Consigne donnée A
Reproduisez intégralement le texte sur l'usine Lubrizol de Rouen, sans y apporter la moindre modification.

Rédactrice en chef à « Terra eco ».

Inoffensif malgré l’odeur. C’est grosso modo le discours du gouvernement depuis l’indicent à l’usine Lubrizol de Rouen qui a entraîné le rejet de mercaptan. Mais le mercaptan, il n’y en a pas qu’une sorte, souligne Frank Karg, ancien expert auprès de l’Anses.

Frank Karg est pédégé du groupe HPC Envirotec et ancien expert auprès de l’Agence française de sécurité sanitaire de l’environnement et du travail, devenue Anses.

Terra eco : Le gouvernement n’a de cesse de vouloir nous rassurer sur le nuage émanant de l’usine rouennaise. Qu’en pensez-vous ?

[Extraits de données d'annotation par points]
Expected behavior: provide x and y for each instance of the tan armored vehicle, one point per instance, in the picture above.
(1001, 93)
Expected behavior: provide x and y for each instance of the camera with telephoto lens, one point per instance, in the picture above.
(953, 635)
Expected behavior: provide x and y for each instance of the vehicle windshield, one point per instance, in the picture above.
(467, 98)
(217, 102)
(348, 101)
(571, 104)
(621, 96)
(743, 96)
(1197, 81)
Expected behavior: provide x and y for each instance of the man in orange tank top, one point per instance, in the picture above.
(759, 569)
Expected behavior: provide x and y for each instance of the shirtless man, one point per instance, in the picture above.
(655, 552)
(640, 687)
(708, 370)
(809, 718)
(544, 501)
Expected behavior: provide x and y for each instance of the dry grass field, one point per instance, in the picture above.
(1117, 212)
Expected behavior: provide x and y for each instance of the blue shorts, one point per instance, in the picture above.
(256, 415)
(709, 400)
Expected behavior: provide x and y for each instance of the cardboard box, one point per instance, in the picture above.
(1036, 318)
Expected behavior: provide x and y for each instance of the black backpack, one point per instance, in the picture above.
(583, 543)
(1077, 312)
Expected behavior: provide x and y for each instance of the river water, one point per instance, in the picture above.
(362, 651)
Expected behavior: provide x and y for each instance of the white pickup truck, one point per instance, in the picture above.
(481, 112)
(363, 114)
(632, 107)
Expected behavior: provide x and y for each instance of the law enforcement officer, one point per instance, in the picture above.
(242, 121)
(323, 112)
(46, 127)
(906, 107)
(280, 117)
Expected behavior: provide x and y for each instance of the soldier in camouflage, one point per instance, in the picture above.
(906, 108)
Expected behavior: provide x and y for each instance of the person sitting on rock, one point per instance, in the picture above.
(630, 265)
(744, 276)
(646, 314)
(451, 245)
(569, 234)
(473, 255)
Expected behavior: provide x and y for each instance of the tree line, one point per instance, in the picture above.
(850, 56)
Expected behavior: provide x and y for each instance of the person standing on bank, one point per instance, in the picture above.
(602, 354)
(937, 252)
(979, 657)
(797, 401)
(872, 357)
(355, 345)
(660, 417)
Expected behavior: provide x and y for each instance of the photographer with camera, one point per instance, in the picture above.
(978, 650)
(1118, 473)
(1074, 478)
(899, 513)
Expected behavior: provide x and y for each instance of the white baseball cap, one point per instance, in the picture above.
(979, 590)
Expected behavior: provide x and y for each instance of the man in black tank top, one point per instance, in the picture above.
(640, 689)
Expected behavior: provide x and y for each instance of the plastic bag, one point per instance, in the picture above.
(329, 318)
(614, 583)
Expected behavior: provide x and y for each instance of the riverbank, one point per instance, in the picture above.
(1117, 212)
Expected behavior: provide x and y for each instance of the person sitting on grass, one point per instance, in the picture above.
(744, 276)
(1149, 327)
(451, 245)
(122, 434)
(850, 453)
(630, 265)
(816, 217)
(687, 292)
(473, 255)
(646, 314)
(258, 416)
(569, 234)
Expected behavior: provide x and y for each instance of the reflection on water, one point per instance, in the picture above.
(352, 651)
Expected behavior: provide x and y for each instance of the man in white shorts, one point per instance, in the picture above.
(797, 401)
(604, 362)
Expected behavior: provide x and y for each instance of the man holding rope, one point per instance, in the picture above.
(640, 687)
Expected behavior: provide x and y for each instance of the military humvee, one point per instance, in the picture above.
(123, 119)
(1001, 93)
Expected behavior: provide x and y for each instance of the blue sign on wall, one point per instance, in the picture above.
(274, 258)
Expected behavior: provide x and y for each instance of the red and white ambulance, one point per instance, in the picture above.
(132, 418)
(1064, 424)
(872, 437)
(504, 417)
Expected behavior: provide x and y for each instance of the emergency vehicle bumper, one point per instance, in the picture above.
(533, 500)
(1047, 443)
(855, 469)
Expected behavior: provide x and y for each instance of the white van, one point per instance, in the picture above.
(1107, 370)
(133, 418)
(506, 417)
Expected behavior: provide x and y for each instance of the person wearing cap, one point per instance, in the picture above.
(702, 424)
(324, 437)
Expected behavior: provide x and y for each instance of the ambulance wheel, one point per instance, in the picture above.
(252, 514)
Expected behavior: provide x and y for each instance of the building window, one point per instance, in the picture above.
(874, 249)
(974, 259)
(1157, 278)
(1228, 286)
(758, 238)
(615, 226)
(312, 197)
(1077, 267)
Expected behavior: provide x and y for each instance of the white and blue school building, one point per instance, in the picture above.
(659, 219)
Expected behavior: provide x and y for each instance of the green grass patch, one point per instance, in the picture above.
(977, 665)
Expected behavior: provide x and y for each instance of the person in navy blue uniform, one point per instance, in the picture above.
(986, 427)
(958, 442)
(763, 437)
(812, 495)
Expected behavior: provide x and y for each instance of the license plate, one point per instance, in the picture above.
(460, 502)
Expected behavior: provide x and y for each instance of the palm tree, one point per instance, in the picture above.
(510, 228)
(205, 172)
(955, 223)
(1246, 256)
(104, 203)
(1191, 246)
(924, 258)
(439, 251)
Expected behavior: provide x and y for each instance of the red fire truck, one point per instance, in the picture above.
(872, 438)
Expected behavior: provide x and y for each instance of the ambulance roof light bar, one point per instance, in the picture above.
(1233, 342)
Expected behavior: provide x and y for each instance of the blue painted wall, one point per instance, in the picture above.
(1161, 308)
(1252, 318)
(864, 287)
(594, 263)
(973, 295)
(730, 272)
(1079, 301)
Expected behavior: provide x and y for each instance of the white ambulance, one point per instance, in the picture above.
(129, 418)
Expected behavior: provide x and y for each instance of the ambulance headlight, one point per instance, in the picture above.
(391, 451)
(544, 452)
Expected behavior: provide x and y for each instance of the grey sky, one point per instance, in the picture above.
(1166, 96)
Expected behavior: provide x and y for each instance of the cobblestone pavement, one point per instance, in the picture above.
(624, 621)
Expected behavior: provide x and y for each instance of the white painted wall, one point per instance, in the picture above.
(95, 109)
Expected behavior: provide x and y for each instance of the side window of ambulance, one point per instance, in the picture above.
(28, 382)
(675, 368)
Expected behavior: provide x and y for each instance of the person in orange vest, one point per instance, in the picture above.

Consigne donnée B
Mettez à l'échelle les lignes de données, en commençant par la première et en allant jusqu'à celle qui contient « (1077, 312) », toutes deux comprises, et réécrivez seulement ces lignes, requêtes incluses. Multipliez par 1,45 chaque coordonnée des réponses et arrondissez à l'entier, les demis étant arrondis vers le haut.

Réponse complète A
Rédactrice en chef à « Terra eco ».

Inoffensif malgré l’odeur. C’est grosso modo le discours du gouvernement depuis l’indicent à l’usine Lubrizol de Rouen qui a entraîné le rejet de mercaptan. Mais le mercaptan, il n’y en a pas qu’une sorte, souligne Frank Karg, ancien expert auprès de l’Anses.

Frank Karg est pédégé du groupe HPC Envirotec et ancien expert auprès de l’Agence française de sécurité sanitaire de l’environnement et du travail, devenue Anses.

Terra eco : Le gouvernement n’a de cesse de vouloir nous rassurer sur le nuage émanant de l’usine rouennaise. Qu’en pensez-vous ?

Réponse complète B
Expected behavior: provide x and y for each instance of the tan armored vehicle, one point per instance, in the picture above.
(1451, 135)
Expected behavior: provide x and y for each instance of the camera with telephoto lens, one point per instance, in the picture above.
(1382, 921)
Expected behavior: provide x and y for each instance of the vehicle windshield, one point per instance, in the picture above.
(677, 142)
(315, 148)
(505, 146)
(828, 151)
(900, 139)
(1077, 139)
(1736, 117)
Expected behavior: provide x and y for each instance of the man in orange tank top, one point per instance, in the picture above.
(1101, 825)
Expected behavior: provide x and y for each instance of the shirtless man, one point per instance, in the picture above.
(950, 800)
(928, 996)
(1027, 537)
(1173, 1041)
(789, 726)
Expected behavior: provide x and y for each instance of the dry grass field, one point per instance, in the picture above.
(1620, 307)
Expected behavior: provide x and y for each instance of the blue shorts, one point per instance, in the picture above.
(371, 602)
(1028, 580)
Expected behavior: provide x and y for each instance of the cardboard box, one point per instance, in the picture above.
(1502, 461)
Expected behavior: provide x and y for each instance of the black backpack, one point per instance, in the picture above.
(845, 787)
(1562, 452)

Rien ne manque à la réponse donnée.